What the task asks => Rewrite the records below, replacing each "instance" with "occurrence" and leaving everything else unchanged.
start
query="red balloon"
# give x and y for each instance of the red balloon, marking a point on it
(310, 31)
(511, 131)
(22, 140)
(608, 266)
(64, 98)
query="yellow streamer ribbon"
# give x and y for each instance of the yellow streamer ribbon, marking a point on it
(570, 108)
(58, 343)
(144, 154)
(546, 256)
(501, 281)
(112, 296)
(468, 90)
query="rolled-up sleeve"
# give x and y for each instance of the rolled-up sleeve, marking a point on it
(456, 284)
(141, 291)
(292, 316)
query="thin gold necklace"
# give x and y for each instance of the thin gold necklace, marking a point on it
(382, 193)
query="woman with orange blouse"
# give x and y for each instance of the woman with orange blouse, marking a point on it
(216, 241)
end
Problem solution =>
query="red balloon"
# give x and y for each occurrence of the red balloon, marking a point on it
(310, 31)
(511, 131)
(22, 140)
(608, 266)
(64, 98)
query="yellow streamer ribbon"
# give x and y for each occurrence of the yellow streamer ribbon, marking a point on it
(570, 108)
(58, 343)
(144, 154)
(546, 256)
(501, 281)
(112, 296)
(468, 90)
query="rolled-up sleeve"
# give x and y for each occurrence of the rolled-up sleeve, marking a point on it
(456, 284)
(141, 291)
(292, 316)
query="thin gold necklace"
# give x and y for each occurrence of the thin gold necklace, marking a point on it
(382, 193)
query="woman with orange blouse"
# give x and y for each occurrence of the woman with orange blouse, marking a point on it
(216, 241)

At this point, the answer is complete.